### RECORD EXCERPTS

********************

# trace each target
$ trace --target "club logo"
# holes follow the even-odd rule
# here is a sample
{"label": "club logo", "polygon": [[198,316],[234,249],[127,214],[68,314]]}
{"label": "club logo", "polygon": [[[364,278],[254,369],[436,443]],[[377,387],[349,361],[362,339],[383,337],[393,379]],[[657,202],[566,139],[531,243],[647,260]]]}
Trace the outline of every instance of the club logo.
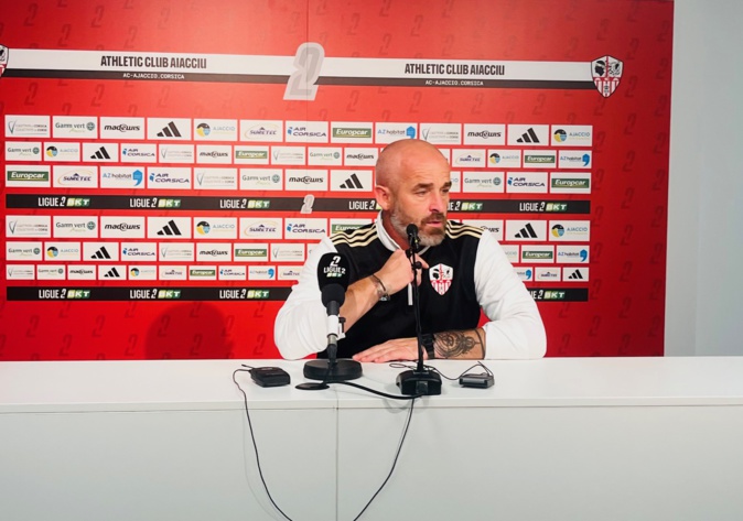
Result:
{"label": "club logo", "polygon": [[431,279],[431,286],[443,295],[452,286],[454,280],[454,269],[446,264],[437,264],[429,269],[429,278]]}
{"label": "club logo", "polygon": [[614,94],[620,85],[624,64],[613,56],[602,56],[591,62],[593,83],[604,98]]}

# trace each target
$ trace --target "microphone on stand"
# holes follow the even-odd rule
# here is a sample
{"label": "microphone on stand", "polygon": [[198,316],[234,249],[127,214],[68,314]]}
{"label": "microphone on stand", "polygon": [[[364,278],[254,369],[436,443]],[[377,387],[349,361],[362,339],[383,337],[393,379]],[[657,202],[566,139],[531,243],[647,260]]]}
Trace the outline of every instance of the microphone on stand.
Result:
{"label": "microphone on stand", "polygon": [[[338,336],[343,333],[341,306],[346,300],[349,278],[348,260],[341,253],[325,253],[317,263],[321,300],[327,311],[327,359],[317,358],[304,365],[304,377],[323,382],[355,380],[362,376],[362,365],[349,358],[336,359]],[[320,384],[311,384],[320,386]],[[324,388],[326,388],[325,386]],[[324,389],[313,387],[312,389]]]}
{"label": "microphone on stand", "polygon": [[441,376],[423,366],[423,334],[420,327],[420,290],[418,287],[418,270],[421,263],[416,262],[416,253],[420,250],[418,227],[413,224],[406,228],[408,234],[408,259],[412,269],[412,308],[416,315],[416,337],[418,339],[418,365],[416,369],[403,371],[397,376],[397,386],[402,394],[434,395],[441,394]]}

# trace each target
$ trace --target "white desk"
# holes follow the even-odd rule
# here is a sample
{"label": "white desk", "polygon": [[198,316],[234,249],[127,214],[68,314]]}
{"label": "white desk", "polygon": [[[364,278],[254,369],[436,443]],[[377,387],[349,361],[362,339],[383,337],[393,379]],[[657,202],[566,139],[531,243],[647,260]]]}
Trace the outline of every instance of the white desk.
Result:
{"label": "white desk", "polygon": [[[0,363],[0,519],[281,519],[255,467],[236,360]],[[301,362],[280,365],[302,381]],[[448,376],[467,362],[437,361]],[[743,519],[743,358],[488,362],[495,387],[416,402],[362,519]],[[359,381],[396,392],[399,369]],[[295,521],[351,520],[408,403],[240,379]]]}

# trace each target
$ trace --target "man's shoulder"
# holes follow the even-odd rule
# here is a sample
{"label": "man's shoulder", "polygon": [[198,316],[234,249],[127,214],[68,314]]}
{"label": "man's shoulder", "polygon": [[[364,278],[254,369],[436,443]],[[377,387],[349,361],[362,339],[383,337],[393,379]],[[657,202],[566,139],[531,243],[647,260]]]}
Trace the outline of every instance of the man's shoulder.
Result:
{"label": "man's shoulder", "polygon": [[347,248],[359,248],[369,246],[377,239],[377,226],[374,222],[358,228],[338,231],[331,236],[331,241],[335,247],[345,246]]}
{"label": "man's shoulder", "polygon": [[485,230],[483,228],[465,225],[455,220],[450,220],[446,222],[446,238],[452,240],[463,239],[466,237],[480,239],[483,237],[484,231]]}

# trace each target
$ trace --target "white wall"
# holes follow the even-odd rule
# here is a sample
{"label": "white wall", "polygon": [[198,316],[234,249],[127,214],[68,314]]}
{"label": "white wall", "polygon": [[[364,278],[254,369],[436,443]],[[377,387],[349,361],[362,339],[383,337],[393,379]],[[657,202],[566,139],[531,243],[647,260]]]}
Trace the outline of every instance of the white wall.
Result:
{"label": "white wall", "polygon": [[675,2],[666,355],[743,355],[740,20],[740,0]]}

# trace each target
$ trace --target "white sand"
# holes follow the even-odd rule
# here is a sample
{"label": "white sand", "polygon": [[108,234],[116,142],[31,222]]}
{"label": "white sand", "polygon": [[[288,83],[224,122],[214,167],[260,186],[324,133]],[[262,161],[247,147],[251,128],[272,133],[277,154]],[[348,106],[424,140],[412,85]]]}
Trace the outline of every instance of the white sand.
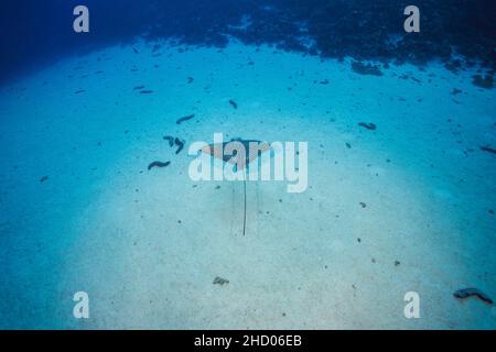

********************

### GOAL OF THE EXERCISE
Pick out each line of the data above that contains the word "desk" and copy those lines.

### IN RESPONSE
$ trace --target "white desk"
{"label": "white desk", "polygon": [[198,316],[234,249],[127,214],[68,314]]}
{"label": "white desk", "polygon": [[[364,278],[254,369],[436,443]],[[377,387],[349,361],[362,339],[383,337],[393,379]],[[657,202],[566,139],[531,243],[647,260]]]}
Trace the outline of every instance of the white desk.
{"label": "white desk", "polygon": [[[0,363],[0,519],[281,519],[255,467],[236,360]],[[301,362],[280,365],[302,381]],[[448,376],[467,362],[437,361]],[[743,519],[743,358],[488,362],[495,387],[416,402],[362,519]],[[359,381],[396,392],[399,369]],[[295,521],[351,520],[408,403],[240,379]]]}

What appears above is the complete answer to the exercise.